*** Begin section ***

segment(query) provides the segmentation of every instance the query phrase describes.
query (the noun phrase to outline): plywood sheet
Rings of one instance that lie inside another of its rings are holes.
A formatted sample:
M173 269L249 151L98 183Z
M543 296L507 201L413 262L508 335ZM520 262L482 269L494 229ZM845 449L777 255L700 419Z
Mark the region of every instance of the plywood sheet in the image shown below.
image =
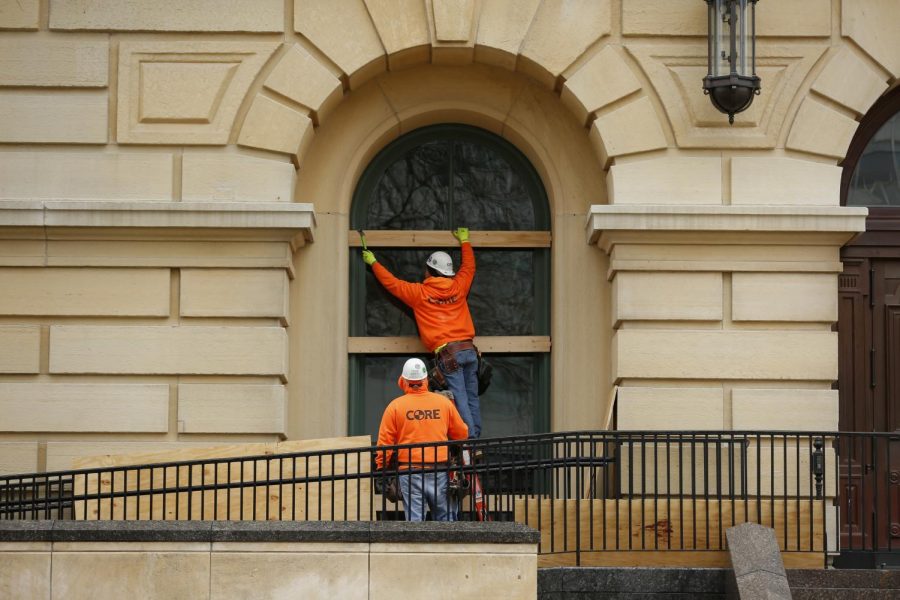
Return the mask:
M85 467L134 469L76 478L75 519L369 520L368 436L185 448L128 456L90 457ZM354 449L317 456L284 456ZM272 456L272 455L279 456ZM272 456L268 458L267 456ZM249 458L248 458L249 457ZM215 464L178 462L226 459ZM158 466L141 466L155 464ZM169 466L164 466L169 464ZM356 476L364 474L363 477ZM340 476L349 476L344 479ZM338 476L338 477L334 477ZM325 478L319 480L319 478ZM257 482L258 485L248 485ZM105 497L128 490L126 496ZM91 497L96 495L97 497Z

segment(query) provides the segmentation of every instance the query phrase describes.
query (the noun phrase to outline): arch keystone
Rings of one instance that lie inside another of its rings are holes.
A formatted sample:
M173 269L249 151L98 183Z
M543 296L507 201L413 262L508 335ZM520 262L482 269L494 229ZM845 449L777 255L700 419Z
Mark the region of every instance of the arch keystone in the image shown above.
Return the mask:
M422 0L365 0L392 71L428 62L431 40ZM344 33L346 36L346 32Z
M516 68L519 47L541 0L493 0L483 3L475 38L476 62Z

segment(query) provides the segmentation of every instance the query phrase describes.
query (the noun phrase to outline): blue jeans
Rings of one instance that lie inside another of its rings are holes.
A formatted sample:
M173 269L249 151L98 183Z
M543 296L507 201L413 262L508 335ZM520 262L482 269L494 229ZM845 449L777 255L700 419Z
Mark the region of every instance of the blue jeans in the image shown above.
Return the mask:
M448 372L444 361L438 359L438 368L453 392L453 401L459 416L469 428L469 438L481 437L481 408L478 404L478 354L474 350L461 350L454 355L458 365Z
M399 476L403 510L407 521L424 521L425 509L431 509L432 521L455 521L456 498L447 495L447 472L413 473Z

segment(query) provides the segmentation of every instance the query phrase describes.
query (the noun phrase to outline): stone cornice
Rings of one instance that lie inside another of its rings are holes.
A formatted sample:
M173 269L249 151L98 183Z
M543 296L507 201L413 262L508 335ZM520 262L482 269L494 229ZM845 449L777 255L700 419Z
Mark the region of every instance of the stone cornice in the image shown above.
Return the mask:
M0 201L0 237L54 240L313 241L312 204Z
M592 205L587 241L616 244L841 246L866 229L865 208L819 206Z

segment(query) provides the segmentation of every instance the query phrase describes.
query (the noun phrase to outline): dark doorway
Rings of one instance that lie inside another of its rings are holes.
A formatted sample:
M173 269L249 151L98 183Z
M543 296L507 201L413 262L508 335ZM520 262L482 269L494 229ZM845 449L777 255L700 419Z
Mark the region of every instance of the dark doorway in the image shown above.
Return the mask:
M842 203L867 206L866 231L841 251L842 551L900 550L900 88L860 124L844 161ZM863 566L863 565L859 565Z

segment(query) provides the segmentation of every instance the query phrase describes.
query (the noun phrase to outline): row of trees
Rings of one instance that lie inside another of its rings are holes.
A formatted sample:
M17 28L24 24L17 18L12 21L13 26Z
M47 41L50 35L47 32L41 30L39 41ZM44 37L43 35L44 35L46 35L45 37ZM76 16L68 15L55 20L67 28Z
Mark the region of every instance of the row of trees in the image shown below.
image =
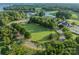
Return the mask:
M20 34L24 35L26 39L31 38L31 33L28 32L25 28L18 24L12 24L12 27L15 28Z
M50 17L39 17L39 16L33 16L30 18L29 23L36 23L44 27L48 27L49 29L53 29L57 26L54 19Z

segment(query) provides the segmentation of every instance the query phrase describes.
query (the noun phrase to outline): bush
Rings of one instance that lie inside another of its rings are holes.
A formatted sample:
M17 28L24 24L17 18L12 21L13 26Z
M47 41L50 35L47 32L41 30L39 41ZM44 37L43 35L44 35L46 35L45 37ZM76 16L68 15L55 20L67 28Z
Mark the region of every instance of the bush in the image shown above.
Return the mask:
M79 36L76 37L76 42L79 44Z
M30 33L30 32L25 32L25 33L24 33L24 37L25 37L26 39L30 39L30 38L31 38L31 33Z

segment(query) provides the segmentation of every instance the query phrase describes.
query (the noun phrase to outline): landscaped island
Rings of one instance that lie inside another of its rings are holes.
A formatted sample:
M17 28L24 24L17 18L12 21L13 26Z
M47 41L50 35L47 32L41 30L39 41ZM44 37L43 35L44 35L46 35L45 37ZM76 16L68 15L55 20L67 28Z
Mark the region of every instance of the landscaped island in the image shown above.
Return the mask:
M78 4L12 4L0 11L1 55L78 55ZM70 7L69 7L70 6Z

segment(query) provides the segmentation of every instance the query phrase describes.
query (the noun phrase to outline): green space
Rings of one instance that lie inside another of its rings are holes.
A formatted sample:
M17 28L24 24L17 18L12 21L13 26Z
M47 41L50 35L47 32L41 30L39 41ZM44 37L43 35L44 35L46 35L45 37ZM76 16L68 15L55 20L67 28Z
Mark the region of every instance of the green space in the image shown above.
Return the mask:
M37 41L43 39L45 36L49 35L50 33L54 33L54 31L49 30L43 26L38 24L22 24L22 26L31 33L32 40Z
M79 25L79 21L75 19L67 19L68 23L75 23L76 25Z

*** End section ***

Your task is to return every entry exactly as it was written, with the pictures removed.

--- FINISHED TASK ---
segment(query) provides the segmentation of every instance the query phrase describes.
query (the noun phrase to outline): plywood sheet
Rings of one instance that lie inside another of its rings are holes.
A formatted sample:
M173 269L249 151L98 183Z
M543 296L507 201L413 262L508 335ZM520 262L482 269L494 229ZM845 449L777 255L700 419Z
Mark the region of every instance of the plywood sheet in the image shown below.
image =
Return the mask:
M85 467L134 469L76 478L75 519L369 520L368 436L185 448L128 456L90 457ZM354 449L317 456L284 456ZM272 456L272 455L279 456ZM272 456L268 458L267 456ZM249 458L248 458L249 457ZM215 464L178 462L226 459ZM158 466L141 466L155 464ZM169 466L164 466L169 464ZM356 476L364 474L363 477ZM340 476L349 476L344 479ZM338 476L338 477L334 477ZM325 478L319 480L319 478ZM257 482L258 485L248 485ZM105 497L128 490L126 496ZM91 497L96 495L97 497Z

segment(query) provides the segmentation of every instance the query phrase describes.
query (the noun phrase to outline): arch keystone
Rings of one instance that lie inside another of its rings are holes.
A formatted sample:
M173 269L249 151L98 183Z
M543 296L507 201L413 262L508 335ZM520 262L482 269L494 229ZM845 449L777 255L700 419Z
Mark the region of every instance of the arch keystone in the image shown above.
Return the mask:
M422 0L365 0L392 71L428 62L431 40ZM344 33L346 36L346 32Z
M516 68L519 47L541 0L493 0L483 3L475 38L476 62Z

segment(query) provides the segmentation of every instance the query phrase describes.
query (the noun phrase to outline): blue jeans
Rings of one instance that lie inside another of its rings are holes.
A formatted sample:
M173 269L249 151L98 183Z
M543 296L507 201L413 262L508 335ZM520 262L482 269L494 229ZM845 449L777 255L700 419Z
Mark the region of every instance of the blue jeans in the image shown above.
Return the mask:
M448 372L444 361L438 359L438 368L453 392L453 401L459 416L469 428L469 438L481 437L481 408L478 404L478 354L474 350L461 350L454 355L458 365Z
M399 476L403 510L407 521L424 521L425 509L431 509L432 521L455 521L456 498L447 495L447 472L413 473Z

segment(query) provides the segmentation of every instance the query phrase describes.
query (the noun phrase to outline): stone cornice
Rings of one instance that lie inside another of its rings are holes.
A formatted sample:
M173 269L249 151L98 183Z
M543 296L507 201L413 262L508 335ZM520 262L482 269L494 229ZM845 449L777 255L700 419Z
Mark the region of every instance of the stone cornice in the image shown above.
Return the mask:
M0 201L0 237L54 240L313 241L312 204Z
M592 205L587 241L616 244L841 246L866 229L865 208L819 206Z

segment(query) provides the segmentation of every instance the query phrase describes.
query (the noun phrase to outline): dark doorway
Rings of one instance that lie inside another of its rings are holes.
A formatted sample:
M173 269L249 151L98 183Z
M543 296L507 201L413 262L508 335ZM520 262L482 269L494 229ZM845 449L777 255L700 419Z
Mark the region of every instance of the dark doorway in the image shown above.
Return the mask:
M842 203L867 206L866 231L841 251L842 551L900 550L900 88L860 124L844 161ZM863 566L863 565L859 565Z

segment(query) provides the segmentation of every instance the query phrase describes.
query (the noun phrase to outline): row of trees
Rings of one instance that lie inside another of its rings are holes.
A formatted sample:
M17 28L24 24L17 18L12 21L13 26Z
M47 41L50 35L47 32L41 30L39 41ZM44 37L43 35L44 35L46 35L45 37ZM76 16L68 15L55 20L67 28Z
Mark the region of every instance of the row of trees in the image shown below.
image =
Return the mask:
M20 34L24 35L26 39L31 38L31 33L28 32L25 28L18 24L12 24L12 27L15 28Z
M50 17L39 17L39 16L33 16L30 18L29 23L36 23L44 27L48 27L49 29L53 29L57 26L54 19Z

segment(query) provides the segmentation of every instance the query phrase describes.
query (the noun phrase to outline): bush
Rings of one instance that lie inside another of its rings are holes.
A formatted sample:
M17 28L24 24L17 18L12 21L13 26Z
M47 41L50 35L47 32L41 30L39 41ZM44 37L43 35L44 35L46 35L45 37ZM76 16L68 15L55 20L67 28Z
Mark the region of every instance of the bush in the image shown above.
Return the mask:
M79 36L76 37L76 42L79 44Z
M30 33L30 32L25 32L25 33L24 33L24 37L25 37L26 39L30 39L30 38L31 38L31 33Z

segment(query) provides the segmentation of every instance the query phrase describes.
query (the noun phrase to outline): landscaped island
Rings of one instance that lie inside another of its rings are holes.
A formatted sample:
M17 28L24 24L17 18L12 21L13 26Z
M47 41L50 35L47 32L41 30L39 41ZM44 37L43 35L44 35L46 35L45 37ZM76 16L68 15L55 20L67 28Z
Mark the region of every instance of the landscaped island in the image shown above.
Return the mask:
M78 4L12 4L0 11L1 55L78 55ZM70 7L69 7L70 6Z

segment(query) provides the segmentation of every instance the query phrase describes.
query (the noun phrase to outline): green space
Rings of one instance that lie inside another of its rings are holes.
A formatted sample:
M17 28L24 24L17 18L12 21L13 26Z
M47 41L50 35L47 32L41 30L39 41ZM44 37L43 35L44 35L46 35L45 37ZM76 16L68 15L55 20L67 28Z
Mark the region of every instance of the green space in the image shown above.
Return the mask:
M37 41L43 39L45 36L49 35L50 33L54 33L54 31L49 30L43 26L38 24L22 24L22 26L31 33L32 40Z
M79 25L79 21L75 19L67 19L68 23L75 23L76 25Z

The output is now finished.